§ **EXCERPTED PASSAGE**:
◇ ◇ ◇ ◇

# Gold & Silver, but NOT in coin currency



## AlaskanFamily

A lot of people are stock piling coins, but what about other sources. I'm a big fan of "real" jewelry, no fake stones or settings that aren't gold or silver. Right now im buying up solid sterling silver bangles & gold ring bands, as they come in lots of sizes & fairly inexpensive on used market. I also have a good amount of jewelry with stones (diamonds, pearl, sapphire, emerald, amethyst, topaz), as well as ruby, sapphire, & peridot loose stones. Good idea or not?


----------



## AsteroidX

They make Troy ounce bars of gold and silver. There small and easily stored.

The link is just to show you what they look like

BUY SILVER Bullion Bars Online | NTR 10 Troy Ounce .999 Bars


----------



## rickkyw1720pf

If you are into saving gold I really like this ideal. The Swiss have made a credit card size gold card that pieces can be cut off and each piece has the purity and weight on it. 
Swiss Introduce New Divisible Gold Card For "A Scary New World"


----------



## Alpha-17

I'm a huge fan of coins because they are easily assessed, and accepted. With jewelry, you'll have to prove that what you have is what you say it is. Gold/Silver bullion bars are an option, but I feel like that is putting all of your eggs in one basket. It's kinda hard to make change off a bar of silver/gold, whereas a coin is closer to the actual amount, and you can either take the loss/gain, or simply have the coin chiseled in two (like the old Pieces of Eight).


----------



## Ripon

My problem with jewlry is that I'm not a chemist and I have no way to verify the real worth of that presented to me, but that maybe a personal problem on my part as I haven't researched it and know how. Just because something is market 14-24 carat doesn't mean I can trust the markings. Now I know there are counterfit US pre 64 coins out there too but most of the counterfits are not up to the proper weight and since I have a chart of the exact weights of these coins they are fairly easy to verify. As I noted in other threads I see gold/silver as a form of currency in a new world some and jewlry will be accepted, but I don't know that it will be accepted as well as a govt. coin.



AlaskanFamily said:


> A lot of people are stock piling coins, but what about other sources. I'm a big fan of "real" jewelry, no fake stones or settings that aren't gold or silver. Right now im buying up solid sterling silver bangles & gold ring bands, as they come in lots of sizes & fairly inexpensive on used market. I also have a good amount of jewelry with stones (diamonds, pearl, sapphire, emerald, amethyst, topaz), as well as ruby, sapphire, & peridot loose stones. Good idea or not?


----------



## Ripon

The company makes a silver one too, both are excellent SHTF ideas but sadly the cost is over the top. The gold card was not that much more than spot mark ups but the silver one was almost 33% over spot - I suppose due to their cost of minting.



rickkyw1720pf said:


> If you are into saving gold I really like this ideal. The Swiss have made a credit card size gold card that pieces can be cut off and each piece has the purity and weight on it.
> Swiss Introduce New Divisible Gold Card For "A Scary New World"

◇ ◇ ◇ ◇

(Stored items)
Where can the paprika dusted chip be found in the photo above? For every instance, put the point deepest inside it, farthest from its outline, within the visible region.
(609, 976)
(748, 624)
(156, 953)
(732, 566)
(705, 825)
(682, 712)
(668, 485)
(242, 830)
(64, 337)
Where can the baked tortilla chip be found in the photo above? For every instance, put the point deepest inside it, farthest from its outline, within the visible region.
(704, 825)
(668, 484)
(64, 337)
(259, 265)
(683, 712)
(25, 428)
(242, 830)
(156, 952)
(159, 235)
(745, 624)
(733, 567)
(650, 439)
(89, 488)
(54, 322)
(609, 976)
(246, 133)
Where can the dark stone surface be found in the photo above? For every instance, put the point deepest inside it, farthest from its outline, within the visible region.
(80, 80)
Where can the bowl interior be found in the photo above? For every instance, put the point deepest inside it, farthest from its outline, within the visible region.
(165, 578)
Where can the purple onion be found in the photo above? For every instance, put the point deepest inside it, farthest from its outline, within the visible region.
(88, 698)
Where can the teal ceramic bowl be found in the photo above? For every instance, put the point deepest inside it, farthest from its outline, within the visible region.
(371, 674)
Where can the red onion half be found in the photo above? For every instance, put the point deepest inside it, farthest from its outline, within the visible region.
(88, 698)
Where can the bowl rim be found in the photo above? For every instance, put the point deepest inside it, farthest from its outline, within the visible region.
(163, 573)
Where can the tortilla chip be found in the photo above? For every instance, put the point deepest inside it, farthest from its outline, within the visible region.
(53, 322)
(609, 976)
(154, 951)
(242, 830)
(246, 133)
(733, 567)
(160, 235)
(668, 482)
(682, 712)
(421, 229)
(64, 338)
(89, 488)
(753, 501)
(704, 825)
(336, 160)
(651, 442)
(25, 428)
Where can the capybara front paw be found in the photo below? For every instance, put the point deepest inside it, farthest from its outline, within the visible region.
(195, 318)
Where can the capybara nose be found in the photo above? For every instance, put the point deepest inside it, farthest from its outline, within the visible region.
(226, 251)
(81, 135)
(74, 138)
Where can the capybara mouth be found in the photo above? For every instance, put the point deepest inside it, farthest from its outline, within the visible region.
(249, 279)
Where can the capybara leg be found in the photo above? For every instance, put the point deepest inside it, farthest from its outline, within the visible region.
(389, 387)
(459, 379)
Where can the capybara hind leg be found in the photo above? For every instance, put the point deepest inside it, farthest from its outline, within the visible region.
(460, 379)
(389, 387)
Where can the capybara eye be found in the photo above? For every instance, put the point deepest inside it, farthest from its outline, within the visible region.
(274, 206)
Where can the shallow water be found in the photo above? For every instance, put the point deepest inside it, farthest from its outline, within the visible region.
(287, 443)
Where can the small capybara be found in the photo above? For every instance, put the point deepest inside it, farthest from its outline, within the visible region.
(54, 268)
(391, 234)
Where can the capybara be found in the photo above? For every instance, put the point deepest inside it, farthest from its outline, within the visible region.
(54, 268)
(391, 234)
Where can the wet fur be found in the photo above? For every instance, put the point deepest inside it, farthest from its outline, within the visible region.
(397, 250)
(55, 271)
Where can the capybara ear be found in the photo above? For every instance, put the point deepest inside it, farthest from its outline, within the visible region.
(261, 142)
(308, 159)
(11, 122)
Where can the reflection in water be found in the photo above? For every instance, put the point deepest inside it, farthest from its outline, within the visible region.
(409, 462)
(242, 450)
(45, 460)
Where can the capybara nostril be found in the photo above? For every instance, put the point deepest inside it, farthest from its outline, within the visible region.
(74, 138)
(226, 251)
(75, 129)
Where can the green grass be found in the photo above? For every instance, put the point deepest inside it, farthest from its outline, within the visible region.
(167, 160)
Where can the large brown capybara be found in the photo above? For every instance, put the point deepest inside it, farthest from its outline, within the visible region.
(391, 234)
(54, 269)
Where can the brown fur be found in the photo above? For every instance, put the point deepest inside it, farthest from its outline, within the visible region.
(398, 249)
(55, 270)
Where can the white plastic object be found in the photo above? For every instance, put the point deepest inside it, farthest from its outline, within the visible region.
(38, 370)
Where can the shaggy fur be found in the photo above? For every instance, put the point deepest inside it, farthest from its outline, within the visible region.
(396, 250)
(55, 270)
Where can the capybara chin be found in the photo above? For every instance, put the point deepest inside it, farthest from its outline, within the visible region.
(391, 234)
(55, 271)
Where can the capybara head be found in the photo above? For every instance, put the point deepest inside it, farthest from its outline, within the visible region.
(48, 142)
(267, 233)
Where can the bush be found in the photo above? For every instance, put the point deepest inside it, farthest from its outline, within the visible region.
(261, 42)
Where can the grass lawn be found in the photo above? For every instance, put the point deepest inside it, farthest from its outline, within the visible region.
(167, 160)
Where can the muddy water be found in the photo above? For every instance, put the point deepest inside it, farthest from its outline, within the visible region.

◇ ◇ ◇ ◇

§ **REQUIREMENTS**:
For each statement, decide whether it agrees with the gold and silver thread, answering yes or no and quoting the thread's exact deciding words.
1. Alpha-17 thinks buying bullion bars means putting all of your eggs in one basket.
2. Ripon says the silver card carried a smaller markup over spot than the gold card.
3. Ripon has a chart of the exact weights of pre 64 coins.
The stored items are separate from the gold and silver thread.

§ **ANSWER BELOW**:
1. Yes: "Gold/Silver bullion bars are an option, but I feel like that is putting all of your eggs in one basket."
2. No: "The gold card was not that much more than spot mark ups but the silver one was almost 33% over spot"
3. Yes: "since I have a chart of the exact weights of these coins they are fairly easy to verify"